Extract every line of text from all the records below and reproduce each one unchanged, omitting the pictures from your answer.

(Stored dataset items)
[Begin]
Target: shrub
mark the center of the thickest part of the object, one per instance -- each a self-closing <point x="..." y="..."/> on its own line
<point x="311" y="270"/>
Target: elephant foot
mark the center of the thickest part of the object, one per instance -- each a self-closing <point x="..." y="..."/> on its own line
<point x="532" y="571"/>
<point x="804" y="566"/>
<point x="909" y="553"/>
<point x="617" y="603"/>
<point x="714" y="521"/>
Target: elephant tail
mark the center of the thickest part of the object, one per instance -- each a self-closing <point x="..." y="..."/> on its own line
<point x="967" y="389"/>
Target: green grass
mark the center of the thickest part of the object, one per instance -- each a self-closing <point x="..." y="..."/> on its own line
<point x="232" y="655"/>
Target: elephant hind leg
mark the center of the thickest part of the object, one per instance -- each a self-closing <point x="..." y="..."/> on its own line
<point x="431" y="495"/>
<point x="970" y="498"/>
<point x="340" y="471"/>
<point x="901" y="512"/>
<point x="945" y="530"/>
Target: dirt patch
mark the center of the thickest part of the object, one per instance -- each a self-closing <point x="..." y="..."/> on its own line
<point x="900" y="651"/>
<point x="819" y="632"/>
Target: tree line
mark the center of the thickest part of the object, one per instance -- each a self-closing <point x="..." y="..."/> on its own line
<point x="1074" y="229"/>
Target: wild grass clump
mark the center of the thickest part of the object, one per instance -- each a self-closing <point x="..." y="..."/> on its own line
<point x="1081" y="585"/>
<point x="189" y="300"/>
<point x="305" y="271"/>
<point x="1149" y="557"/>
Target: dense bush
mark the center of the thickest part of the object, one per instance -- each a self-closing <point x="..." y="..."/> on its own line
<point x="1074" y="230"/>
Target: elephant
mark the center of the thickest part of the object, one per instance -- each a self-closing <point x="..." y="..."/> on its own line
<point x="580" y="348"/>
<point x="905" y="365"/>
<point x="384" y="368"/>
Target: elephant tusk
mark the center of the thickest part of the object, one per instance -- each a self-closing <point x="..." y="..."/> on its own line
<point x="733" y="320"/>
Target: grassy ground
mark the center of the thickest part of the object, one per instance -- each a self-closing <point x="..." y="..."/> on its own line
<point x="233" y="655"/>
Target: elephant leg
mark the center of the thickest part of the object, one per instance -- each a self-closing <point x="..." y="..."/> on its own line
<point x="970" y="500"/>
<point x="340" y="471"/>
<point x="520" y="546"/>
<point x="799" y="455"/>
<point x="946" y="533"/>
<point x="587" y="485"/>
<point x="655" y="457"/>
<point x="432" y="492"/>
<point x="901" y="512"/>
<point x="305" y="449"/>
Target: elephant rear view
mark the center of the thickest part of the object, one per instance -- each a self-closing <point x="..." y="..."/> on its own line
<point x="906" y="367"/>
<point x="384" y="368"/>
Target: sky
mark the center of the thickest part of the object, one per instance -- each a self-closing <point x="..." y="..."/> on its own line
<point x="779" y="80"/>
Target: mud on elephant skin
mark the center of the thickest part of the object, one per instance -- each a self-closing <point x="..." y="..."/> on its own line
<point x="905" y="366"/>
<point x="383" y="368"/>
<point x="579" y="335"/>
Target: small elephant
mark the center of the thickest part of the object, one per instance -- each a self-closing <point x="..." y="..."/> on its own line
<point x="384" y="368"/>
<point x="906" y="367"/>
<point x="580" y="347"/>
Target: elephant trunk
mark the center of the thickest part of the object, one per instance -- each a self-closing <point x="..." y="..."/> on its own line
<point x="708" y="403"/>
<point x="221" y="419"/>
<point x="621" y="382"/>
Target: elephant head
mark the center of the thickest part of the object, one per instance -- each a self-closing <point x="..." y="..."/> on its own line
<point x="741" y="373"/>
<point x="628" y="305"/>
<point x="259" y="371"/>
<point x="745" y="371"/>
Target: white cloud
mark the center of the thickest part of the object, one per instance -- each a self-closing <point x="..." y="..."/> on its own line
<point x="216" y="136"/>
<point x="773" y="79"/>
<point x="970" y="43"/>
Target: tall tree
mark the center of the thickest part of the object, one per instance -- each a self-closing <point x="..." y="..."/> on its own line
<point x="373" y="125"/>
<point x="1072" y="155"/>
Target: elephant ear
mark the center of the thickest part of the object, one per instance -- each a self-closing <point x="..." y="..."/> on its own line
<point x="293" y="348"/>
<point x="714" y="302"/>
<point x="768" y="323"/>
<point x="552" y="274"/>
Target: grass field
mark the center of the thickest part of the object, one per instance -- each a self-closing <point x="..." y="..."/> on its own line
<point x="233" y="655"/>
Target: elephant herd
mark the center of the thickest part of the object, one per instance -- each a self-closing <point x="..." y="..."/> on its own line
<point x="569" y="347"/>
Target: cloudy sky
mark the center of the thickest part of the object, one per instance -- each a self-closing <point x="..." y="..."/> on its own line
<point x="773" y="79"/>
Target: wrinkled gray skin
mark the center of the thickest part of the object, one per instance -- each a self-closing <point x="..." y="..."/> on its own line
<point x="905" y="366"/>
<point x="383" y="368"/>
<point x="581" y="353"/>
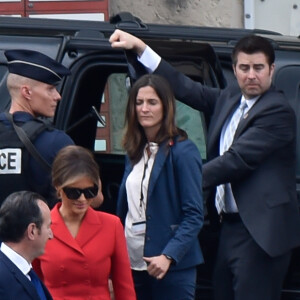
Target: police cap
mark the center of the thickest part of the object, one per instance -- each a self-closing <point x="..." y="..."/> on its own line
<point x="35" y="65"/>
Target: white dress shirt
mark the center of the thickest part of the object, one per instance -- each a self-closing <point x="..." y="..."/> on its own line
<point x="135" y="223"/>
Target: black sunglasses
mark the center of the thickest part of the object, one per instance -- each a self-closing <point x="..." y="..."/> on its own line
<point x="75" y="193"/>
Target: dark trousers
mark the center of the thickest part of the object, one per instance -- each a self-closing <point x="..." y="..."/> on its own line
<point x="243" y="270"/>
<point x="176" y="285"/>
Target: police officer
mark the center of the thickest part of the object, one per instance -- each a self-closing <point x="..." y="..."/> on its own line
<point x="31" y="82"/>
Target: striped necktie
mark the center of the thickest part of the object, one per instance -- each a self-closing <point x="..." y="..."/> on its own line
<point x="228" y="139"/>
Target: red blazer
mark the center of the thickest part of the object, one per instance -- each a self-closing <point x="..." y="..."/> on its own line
[End]
RESULT FOR THIS EXERCISE:
Target: shrub
mark the center of the thickest part of the object, one per instance -- each a self-closing <point x="..." y="..."/> on its own line
<point x="311" y="270"/>
Target: elephant foot
mark the center of the thickest part of the object, one per instance -- each a self-closing <point x="..." y="..."/> on its own line
<point x="532" y="571"/>
<point x="804" y="566"/>
<point x="909" y="553"/>
<point x="617" y="603"/>
<point x="714" y="521"/>
Target: elephant tail
mark the center of the thickest part of the object, one per instance -- each a self-closing <point x="..." y="..."/> on its own line
<point x="967" y="389"/>
Target: green grass
mark the center of the thickest part of the object, one per instance -- each a self-closing <point x="..." y="..."/> on its own line
<point x="232" y="655"/>
Target: elephant hind leg
mark the center of the thickest part of the object, one per instance -- each a self-closing <point x="..." y="..."/> on its own line
<point x="431" y="495"/>
<point x="970" y="498"/>
<point x="340" y="471"/>
<point x="901" y="512"/>
<point x="945" y="530"/>
Target: dirt patch
mark the center of the thickest part of the object, one per instance -- each a self-closing <point x="..." y="..."/> on its own line
<point x="900" y="651"/>
<point x="819" y="632"/>
Target: tree line
mark the center of the thickest part of the object, one per instance -- each a self-closing <point x="..." y="..."/> on its own line
<point x="1074" y="229"/>
Target: wild grass clump
mark the center of the thickest part of the object, one per instance -- each a self-closing <point x="..." y="..."/> on its own line
<point x="1081" y="585"/>
<point x="189" y="300"/>
<point x="305" y="271"/>
<point x="1149" y="557"/>
Target: dense bush
mark the center of the thickest part of the object, one per instance -- each a self-closing <point x="..." y="..."/> on its own line
<point x="1074" y="230"/>
Target: elephant
mark the center of the thickest part of the object, one per instance -- each a self-closing <point x="..." y="..."/> on its own line
<point x="580" y="348"/>
<point x="905" y="365"/>
<point x="384" y="368"/>
Target: elephant tusk
mark the center of the thickest part of the object, one per instance -- each a self-closing <point x="..." y="..."/> on its own line
<point x="733" y="320"/>
Target: grassy ground
mark the center of the thickest part of the object, one per instance -- each a self-closing <point x="..." y="..."/> on its own line
<point x="233" y="655"/>
Target: elephant leg
mark the center of the thickest part of the object, one per instance -- each a self-closing <point x="..." y="..."/> on its own line
<point x="970" y="500"/>
<point x="340" y="471"/>
<point x="520" y="546"/>
<point x="799" y="455"/>
<point x="946" y="533"/>
<point x="587" y="485"/>
<point x="655" y="457"/>
<point x="432" y="492"/>
<point x="901" y="512"/>
<point x="305" y="449"/>
Target: elephant rear view
mark the center of the thickest part of the object, one per instance -- each a self-closing <point x="..." y="..."/> on its own line
<point x="906" y="367"/>
<point x="384" y="368"/>
Target: sky
mark the center of the thickest part of the object, one per instance -- each a self-closing <point x="..." y="..."/> on its own line
<point x="779" y="80"/>
Target: mud on elephant skin
mark the center of the thickest part of the object, one per instance -- each a self-closing <point x="..." y="..."/> on its own line
<point x="905" y="366"/>
<point x="383" y="368"/>
<point x="579" y="335"/>
Target: small elephant
mark the center of the thickest part of the object, one per instance -- each a self-closing <point x="..." y="..."/> on its own line
<point x="384" y="368"/>
<point x="906" y="367"/>
<point x="580" y="347"/>
Target: elephant trunk
mark the center of the thickest part of the object, one per instance -- each a self-closing <point x="..." y="..."/> on its own line
<point x="708" y="403"/>
<point x="221" y="419"/>
<point x="621" y="382"/>
Target: elephant head
mark the center of the thickest part of the object, one per instance -- each a self-closing <point x="..." y="..."/> on its own line
<point x="741" y="373"/>
<point x="628" y="305"/>
<point x="259" y="371"/>
<point x="745" y="371"/>
Target: white cloud
mark the center of the thickest part of the object, one per instance -- each a self-closing <point x="..." y="..."/> on its own line
<point x="216" y="136"/>
<point x="773" y="79"/>
<point x="970" y="43"/>
Target: tall tree
mark the center of the thickest part of the object, one per instance -- each a self-closing <point x="..." y="..."/> on its own line
<point x="373" y="125"/>
<point x="1072" y="155"/>
Target: elephant ear
mark the center of the thickest part of the object, one per instance -- each a self-closing <point x="..." y="..."/> on its own line
<point x="293" y="348"/>
<point x="714" y="302"/>
<point x="768" y="323"/>
<point x="552" y="274"/>
Target: grass field
mark the center of the thickest part of the object, one per instance -- each a self-closing <point x="..." y="..."/> on its own line
<point x="233" y="655"/>
Target: elephant herd
mark the center of the thickest part of the object, one per instance -- each a self-closing <point x="..." y="..."/> on its own line
<point x="569" y="347"/>
Target: cloudy sky
mark the center of the thickest part of the object, one per instance -- each a self-closing <point x="..." y="..."/> on its own line
<point x="773" y="79"/>
Target: wrinkled gray skin
mark the center of the thickest part of the object, one per instance -- each a self-closing <point x="..." y="..."/> on its own line
<point x="905" y="366"/>
<point x="383" y="368"/>
<point x="581" y="353"/>
Target: police cap
mark the center of the thickest part of the object, one per instance -- each a self-closing <point x="..." y="..."/> on its own line
<point x="35" y="65"/>
Target: white dress shirt
mark the center of the thickest part of the object, one per instance -- each a self-closing <point x="..." y="..."/> on its own line
<point x="135" y="223"/>
Target: black sunglasses
mark the center of the thickest part of the object, one per instance -- each a self-closing <point x="..." y="..."/> on its own line
<point x="75" y="193"/>
Target: dark trousers
mark the center of the thickest part of the object, one per instance -- each a self-closing <point x="..." y="..."/> on its own line
<point x="243" y="270"/>
<point x="176" y="285"/>
Target: police officer
mark the center of the thickest part of the object, one per instance -- each a self-closing <point x="..." y="..."/> on its own line
<point x="31" y="82"/>
Target: striped necktie
mark the center of the thickest part of the object, one per instance -- each a self-closing <point x="..." y="..."/> on its own line
<point x="228" y="139"/>
Target: red blazer
mark the center of the thickest part of the object, one per instance -- each a self-closing <point x="..." y="..."/> on its own line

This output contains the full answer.